--- Текст для чтения ---

Приобретя этим путем некоторую известность, Моне вскоре стал „важной персоной" в городе. В витрине единственной окантовочной лавки-мастерской гордо красовались его карикатуры, выставленные по пять-шесть в ряд, и когда он видел, как перед ними в восхищении толпятся зеваки и слышал восклицания: „это такой-то", — он „готов был лопнуть от гордости". И все же триумф его омрачала тень. Часто в витрине той же лавки он видел помещенные над его собственными произведениями морские пейзажи, которые, подобно большинству своих сограждан, он считал „омерзительными". Автором этих пейзажей, внушавших Моне „крайнее отвращение", был Эжен Буден, и, еще не зная этого человека, Моне возненавидел его. Он отказался познакомиться с ним через владельца лавки, но однажды, зайдя в нее, не заметил, что в задней половине находится Буден. Владелец лавки воспользовался случаем и представил ему Моне как молодого человека, у которого такой большой талант к карикатуре.
„Буден тотчас же подошел ко мне, — вспоминал Моне, — похвалил меня своим мягким голосом и сказал: я всегда с удовольствием смотрю на ваши рисунки; это забавно, легко, умно. Вы талантливы, — это видно с первого взгляда, но, я надеюсь, вы не остановитесь на этом. Все это очень хорошо для начала, но скоро вам надоест карикатура. Занимайтесь, учитесь видеть, писать и рисовать, делайте пейзажи. Море и небо, животные, люди и деревья так красивы именно в том виде, в каком их создала природа, со всеми их качествами, в их подлинном бытии, такие, как они есть, окруженные воздухом и светом".

--- Указания и требования ---
Напечатайте полностью текст о знакомстве Моне с Буденом, не меняя в нем ни слова.

--- Хранимые данные ---
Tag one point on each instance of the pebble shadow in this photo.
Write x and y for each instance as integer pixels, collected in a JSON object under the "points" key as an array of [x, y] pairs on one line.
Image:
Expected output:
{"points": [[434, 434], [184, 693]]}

--- Ответ на задание ---
Приобретя этим путем некоторую известность, Моне вскоре стал „важной персоной" в городе. В витрине единственной окантовочной лавки-мастерской гордо красовались его карикатуры, выставленные по пять-шесть в ряд, и когда он видел, как перед ними в восхищении толпятся зеваки и слышал восклицания: „это такой-то", — он „готов был лопнуть от гордости". И все же триумф его омрачала тень. Часто в витрине той же лавки он видел помещенные над его собственными произведениями морские пейзажи, которые, подобно большинству своих сограждан, он считал „омерзительными". Автором этих пейзажей, внушавших Моне „крайнее отвращение", был Эжен Буден, и, еще не зная этого человека, Моне возненавидел его. Он отказался познакомиться с ним через владельца лавки, но однажды, зайдя в нее, не заметил, что в задней половине находится Буден. Владелец лавки воспользовался случаем и представил ему Моне как молодого человека, у которого такой большой талант к карикатуре.
„Буден тотчас же подошел ко мне, — вспоминал Моне, — похвалил меня своим мягким голосом и сказал: я всегда с удовольствием смотрю на ваши рисунки; это забавно, легко, умно. Вы талантливы, — это видно с первого взгляда, но, я надеюсь, вы не остановитесь на этом. Все это очень хорошо для начала, но скоро вам надоест карикатура. Занимайтесь, учитесь видеть, писать и рисовать, делайте пейзажи. Море и небо, животные, люди и деревья так красивы именно в том виде, в каком их создала природа, со всеми их качествами, в их подлинном бытии, такие, как они есть, окруженные воздухом и светом".